Supplied records:
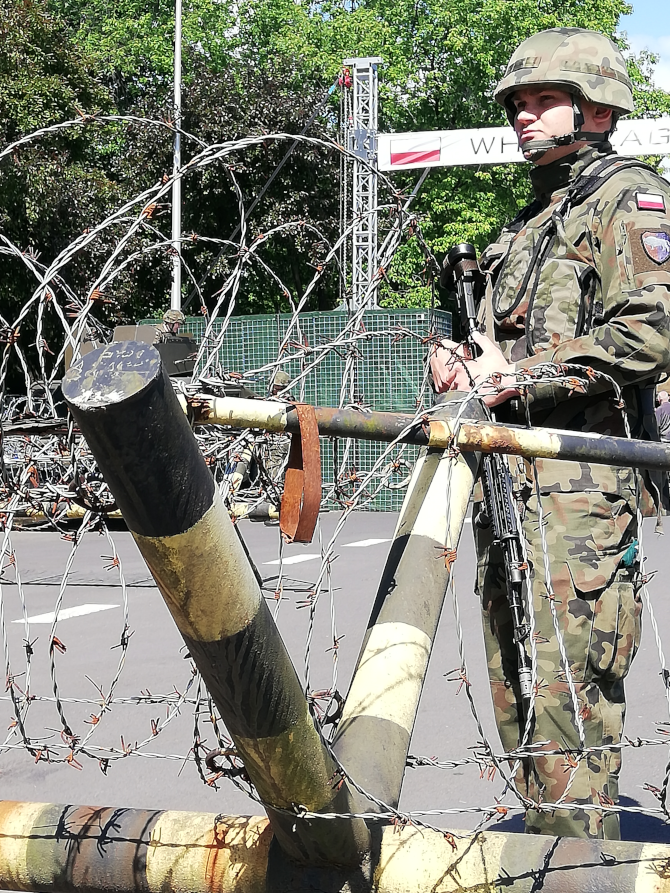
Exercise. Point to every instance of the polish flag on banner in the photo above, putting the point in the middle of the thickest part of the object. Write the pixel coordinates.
(413, 152)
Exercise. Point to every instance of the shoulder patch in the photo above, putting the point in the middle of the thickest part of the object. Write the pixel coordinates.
(650, 201)
(650, 249)
(656, 246)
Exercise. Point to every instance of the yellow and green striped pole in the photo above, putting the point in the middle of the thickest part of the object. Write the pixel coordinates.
(386, 687)
(124, 404)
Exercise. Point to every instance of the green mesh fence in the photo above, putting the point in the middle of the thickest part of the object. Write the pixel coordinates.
(389, 374)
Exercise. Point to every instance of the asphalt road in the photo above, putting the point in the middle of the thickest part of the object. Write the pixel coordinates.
(445, 727)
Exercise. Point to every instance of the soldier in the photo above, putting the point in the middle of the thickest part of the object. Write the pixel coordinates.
(172, 322)
(582, 275)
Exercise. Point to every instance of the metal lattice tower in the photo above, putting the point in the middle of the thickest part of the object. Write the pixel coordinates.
(360, 137)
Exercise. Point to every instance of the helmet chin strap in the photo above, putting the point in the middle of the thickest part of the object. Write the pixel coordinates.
(535, 150)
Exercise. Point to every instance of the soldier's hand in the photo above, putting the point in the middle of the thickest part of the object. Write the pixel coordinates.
(454, 370)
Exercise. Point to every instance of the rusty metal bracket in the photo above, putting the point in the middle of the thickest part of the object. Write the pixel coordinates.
(302, 486)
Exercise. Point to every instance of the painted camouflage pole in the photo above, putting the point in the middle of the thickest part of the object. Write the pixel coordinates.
(468, 435)
(124, 404)
(384, 694)
(55, 848)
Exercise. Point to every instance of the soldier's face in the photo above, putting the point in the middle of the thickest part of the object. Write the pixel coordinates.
(542, 113)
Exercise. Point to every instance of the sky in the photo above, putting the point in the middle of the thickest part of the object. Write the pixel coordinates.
(649, 28)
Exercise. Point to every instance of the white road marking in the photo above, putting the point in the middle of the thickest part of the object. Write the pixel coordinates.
(294, 559)
(361, 544)
(67, 613)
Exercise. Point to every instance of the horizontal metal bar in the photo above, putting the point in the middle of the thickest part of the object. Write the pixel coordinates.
(485, 437)
(54, 848)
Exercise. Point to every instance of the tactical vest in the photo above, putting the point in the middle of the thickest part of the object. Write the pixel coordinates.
(525, 327)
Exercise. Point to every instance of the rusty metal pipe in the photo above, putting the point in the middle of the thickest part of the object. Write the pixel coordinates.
(124, 404)
(56, 848)
(471, 435)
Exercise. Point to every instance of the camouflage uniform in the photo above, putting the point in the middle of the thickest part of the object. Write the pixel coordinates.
(589, 285)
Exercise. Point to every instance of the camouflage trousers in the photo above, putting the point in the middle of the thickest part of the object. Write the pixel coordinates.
(590, 538)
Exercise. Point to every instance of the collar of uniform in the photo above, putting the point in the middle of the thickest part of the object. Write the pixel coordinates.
(547, 179)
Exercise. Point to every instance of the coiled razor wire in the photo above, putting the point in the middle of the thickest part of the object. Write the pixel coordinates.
(50, 477)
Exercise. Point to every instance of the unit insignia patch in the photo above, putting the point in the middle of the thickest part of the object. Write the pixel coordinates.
(656, 246)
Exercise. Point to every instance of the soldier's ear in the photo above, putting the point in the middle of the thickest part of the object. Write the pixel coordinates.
(601, 116)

Problem to solve: Only the lines from the one with "Exercise. Point to every instance of the collar" through the end of the material are wanted; copy them exactly, both ends included.

Expected answer:
Exercise. Point to every instance of the collar of uniform in the photo above, putting the point in the middle of the thickest part of the object. Write the pixel coordinates.
(547, 179)
Exercise. Point to every instance of the coiled razor wire in the photo above, putting the point in the middle of the thickest part of the object. Write the pixel coordinates.
(50, 477)
Exercise. Point to every instance of the unit insignia patch in the photo above, putting the point in the middle of the thickest part of the object. Write the pixel coordinates.
(656, 246)
Exercise. Point to every instance of the soldier's ear in the photo above, putting the point in the middle of the thickest part of the object. Write the pixel coordinates.
(601, 116)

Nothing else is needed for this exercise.